■ The task: Could you copy out the lines of the data below, starting with the line that contains "target: wooden cabinet" and continuing through the line that contains "150 L 0 210", character for character?

■ Data listing:
** start **
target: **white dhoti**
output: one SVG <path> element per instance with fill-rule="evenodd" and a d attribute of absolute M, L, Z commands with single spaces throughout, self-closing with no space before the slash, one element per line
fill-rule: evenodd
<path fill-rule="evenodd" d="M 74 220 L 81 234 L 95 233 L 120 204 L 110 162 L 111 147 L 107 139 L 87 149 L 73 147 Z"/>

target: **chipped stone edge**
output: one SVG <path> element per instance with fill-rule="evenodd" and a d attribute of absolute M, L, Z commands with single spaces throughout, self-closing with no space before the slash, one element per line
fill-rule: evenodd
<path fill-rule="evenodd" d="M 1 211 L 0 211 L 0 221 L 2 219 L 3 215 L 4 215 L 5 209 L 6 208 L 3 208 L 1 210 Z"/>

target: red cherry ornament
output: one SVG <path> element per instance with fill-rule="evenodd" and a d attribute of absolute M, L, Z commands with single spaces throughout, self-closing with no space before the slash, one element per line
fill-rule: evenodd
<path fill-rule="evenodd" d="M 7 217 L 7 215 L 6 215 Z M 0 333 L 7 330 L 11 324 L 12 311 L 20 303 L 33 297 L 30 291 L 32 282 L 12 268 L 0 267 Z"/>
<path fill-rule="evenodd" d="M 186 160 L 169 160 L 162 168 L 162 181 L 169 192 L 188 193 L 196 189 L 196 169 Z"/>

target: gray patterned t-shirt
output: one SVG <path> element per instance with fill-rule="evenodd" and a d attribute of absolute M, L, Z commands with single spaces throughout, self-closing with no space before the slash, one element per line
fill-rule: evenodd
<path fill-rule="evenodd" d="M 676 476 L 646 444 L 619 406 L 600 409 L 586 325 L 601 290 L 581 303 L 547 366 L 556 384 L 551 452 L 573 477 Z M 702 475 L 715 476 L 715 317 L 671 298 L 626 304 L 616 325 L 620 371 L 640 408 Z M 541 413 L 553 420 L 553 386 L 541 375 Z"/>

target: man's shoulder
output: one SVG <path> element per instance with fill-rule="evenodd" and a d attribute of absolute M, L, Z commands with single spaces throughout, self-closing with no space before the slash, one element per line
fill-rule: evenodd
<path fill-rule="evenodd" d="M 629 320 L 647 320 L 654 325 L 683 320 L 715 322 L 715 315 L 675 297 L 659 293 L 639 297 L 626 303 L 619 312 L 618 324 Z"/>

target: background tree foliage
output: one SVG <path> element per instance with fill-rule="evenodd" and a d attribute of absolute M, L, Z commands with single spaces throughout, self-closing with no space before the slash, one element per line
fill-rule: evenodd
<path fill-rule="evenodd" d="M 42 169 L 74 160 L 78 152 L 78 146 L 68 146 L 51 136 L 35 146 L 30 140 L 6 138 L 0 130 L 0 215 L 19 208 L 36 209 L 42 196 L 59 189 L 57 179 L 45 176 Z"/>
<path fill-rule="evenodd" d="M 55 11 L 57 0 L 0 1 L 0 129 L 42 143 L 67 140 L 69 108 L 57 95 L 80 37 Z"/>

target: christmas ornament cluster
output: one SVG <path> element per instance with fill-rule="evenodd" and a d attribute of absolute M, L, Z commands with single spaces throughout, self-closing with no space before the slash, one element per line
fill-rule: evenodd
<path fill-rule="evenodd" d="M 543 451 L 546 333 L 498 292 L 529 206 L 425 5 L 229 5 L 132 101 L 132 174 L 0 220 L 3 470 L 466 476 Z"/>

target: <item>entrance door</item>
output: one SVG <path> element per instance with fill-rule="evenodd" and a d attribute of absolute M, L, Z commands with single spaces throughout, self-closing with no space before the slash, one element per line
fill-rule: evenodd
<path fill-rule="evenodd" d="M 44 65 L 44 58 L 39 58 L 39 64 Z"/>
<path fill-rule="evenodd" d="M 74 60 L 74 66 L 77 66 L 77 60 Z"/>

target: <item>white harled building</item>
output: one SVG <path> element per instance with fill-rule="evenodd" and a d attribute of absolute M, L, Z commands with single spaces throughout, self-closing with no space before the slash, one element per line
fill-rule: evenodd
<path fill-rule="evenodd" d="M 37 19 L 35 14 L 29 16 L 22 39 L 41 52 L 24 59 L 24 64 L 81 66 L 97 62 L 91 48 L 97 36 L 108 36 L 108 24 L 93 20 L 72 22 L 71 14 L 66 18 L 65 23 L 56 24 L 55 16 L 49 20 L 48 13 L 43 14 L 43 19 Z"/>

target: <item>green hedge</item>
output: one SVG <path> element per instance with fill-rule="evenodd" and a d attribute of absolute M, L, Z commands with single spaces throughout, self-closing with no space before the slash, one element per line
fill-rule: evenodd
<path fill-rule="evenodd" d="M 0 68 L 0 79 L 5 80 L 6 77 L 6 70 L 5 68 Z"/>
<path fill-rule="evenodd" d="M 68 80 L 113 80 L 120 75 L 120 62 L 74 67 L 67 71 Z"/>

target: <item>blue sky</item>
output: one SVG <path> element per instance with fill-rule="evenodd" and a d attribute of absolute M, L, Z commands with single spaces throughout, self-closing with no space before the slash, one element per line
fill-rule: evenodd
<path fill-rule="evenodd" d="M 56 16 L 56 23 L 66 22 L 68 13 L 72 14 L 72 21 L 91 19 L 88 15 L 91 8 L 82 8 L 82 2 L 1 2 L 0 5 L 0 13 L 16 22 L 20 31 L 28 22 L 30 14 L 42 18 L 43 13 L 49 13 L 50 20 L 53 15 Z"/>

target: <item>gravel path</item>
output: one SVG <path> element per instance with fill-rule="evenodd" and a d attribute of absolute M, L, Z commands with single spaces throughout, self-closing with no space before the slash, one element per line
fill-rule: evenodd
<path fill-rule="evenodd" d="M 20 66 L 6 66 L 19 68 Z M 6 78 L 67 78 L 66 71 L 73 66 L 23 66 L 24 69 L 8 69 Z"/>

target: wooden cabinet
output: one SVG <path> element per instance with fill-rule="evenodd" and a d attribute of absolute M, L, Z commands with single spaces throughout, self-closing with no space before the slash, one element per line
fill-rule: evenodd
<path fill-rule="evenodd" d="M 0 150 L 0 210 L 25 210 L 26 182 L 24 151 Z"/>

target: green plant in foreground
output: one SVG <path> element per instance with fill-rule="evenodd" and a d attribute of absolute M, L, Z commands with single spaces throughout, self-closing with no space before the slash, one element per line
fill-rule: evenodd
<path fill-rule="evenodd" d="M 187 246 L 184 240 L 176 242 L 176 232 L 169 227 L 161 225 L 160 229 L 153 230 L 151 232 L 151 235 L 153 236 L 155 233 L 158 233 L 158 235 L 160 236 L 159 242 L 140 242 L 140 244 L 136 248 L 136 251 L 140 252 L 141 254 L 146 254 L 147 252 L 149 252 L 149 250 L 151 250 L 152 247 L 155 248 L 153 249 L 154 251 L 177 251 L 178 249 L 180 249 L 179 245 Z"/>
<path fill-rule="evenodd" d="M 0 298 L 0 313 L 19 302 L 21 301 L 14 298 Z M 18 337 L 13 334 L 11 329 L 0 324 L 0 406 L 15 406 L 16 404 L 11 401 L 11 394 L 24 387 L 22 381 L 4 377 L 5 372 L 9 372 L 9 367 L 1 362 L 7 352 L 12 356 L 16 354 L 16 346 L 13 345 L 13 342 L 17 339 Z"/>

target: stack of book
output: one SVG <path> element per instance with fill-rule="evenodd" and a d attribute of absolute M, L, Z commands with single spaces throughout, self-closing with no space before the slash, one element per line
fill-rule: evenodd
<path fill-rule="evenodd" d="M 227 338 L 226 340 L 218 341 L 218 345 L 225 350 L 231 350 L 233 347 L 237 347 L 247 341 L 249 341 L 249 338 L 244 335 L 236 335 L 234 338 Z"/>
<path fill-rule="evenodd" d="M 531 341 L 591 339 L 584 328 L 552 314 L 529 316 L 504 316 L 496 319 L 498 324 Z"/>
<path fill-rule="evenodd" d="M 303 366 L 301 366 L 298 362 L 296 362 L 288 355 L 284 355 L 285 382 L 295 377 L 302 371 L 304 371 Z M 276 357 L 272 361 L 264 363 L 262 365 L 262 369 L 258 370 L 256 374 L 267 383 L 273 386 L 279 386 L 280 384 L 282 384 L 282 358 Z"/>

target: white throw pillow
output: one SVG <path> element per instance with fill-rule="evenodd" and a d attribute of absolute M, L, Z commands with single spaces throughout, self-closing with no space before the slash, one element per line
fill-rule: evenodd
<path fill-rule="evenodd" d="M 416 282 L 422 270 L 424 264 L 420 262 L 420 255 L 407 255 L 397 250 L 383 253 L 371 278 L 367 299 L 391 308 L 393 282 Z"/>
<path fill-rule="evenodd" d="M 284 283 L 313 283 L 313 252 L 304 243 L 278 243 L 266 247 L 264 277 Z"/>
** end **
■ Result:
target: wooden cabinet
output: one SVG <path> element per instance with fill-rule="evenodd" and a d attribute of absolute M, L, Z commands with single spaces throughout, self-closing with no space before the slash, one element per line
fill-rule: evenodd
<path fill-rule="evenodd" d="M 0 150 L 0 210 L 25 210 L 26 182 L 24 151 Z"/>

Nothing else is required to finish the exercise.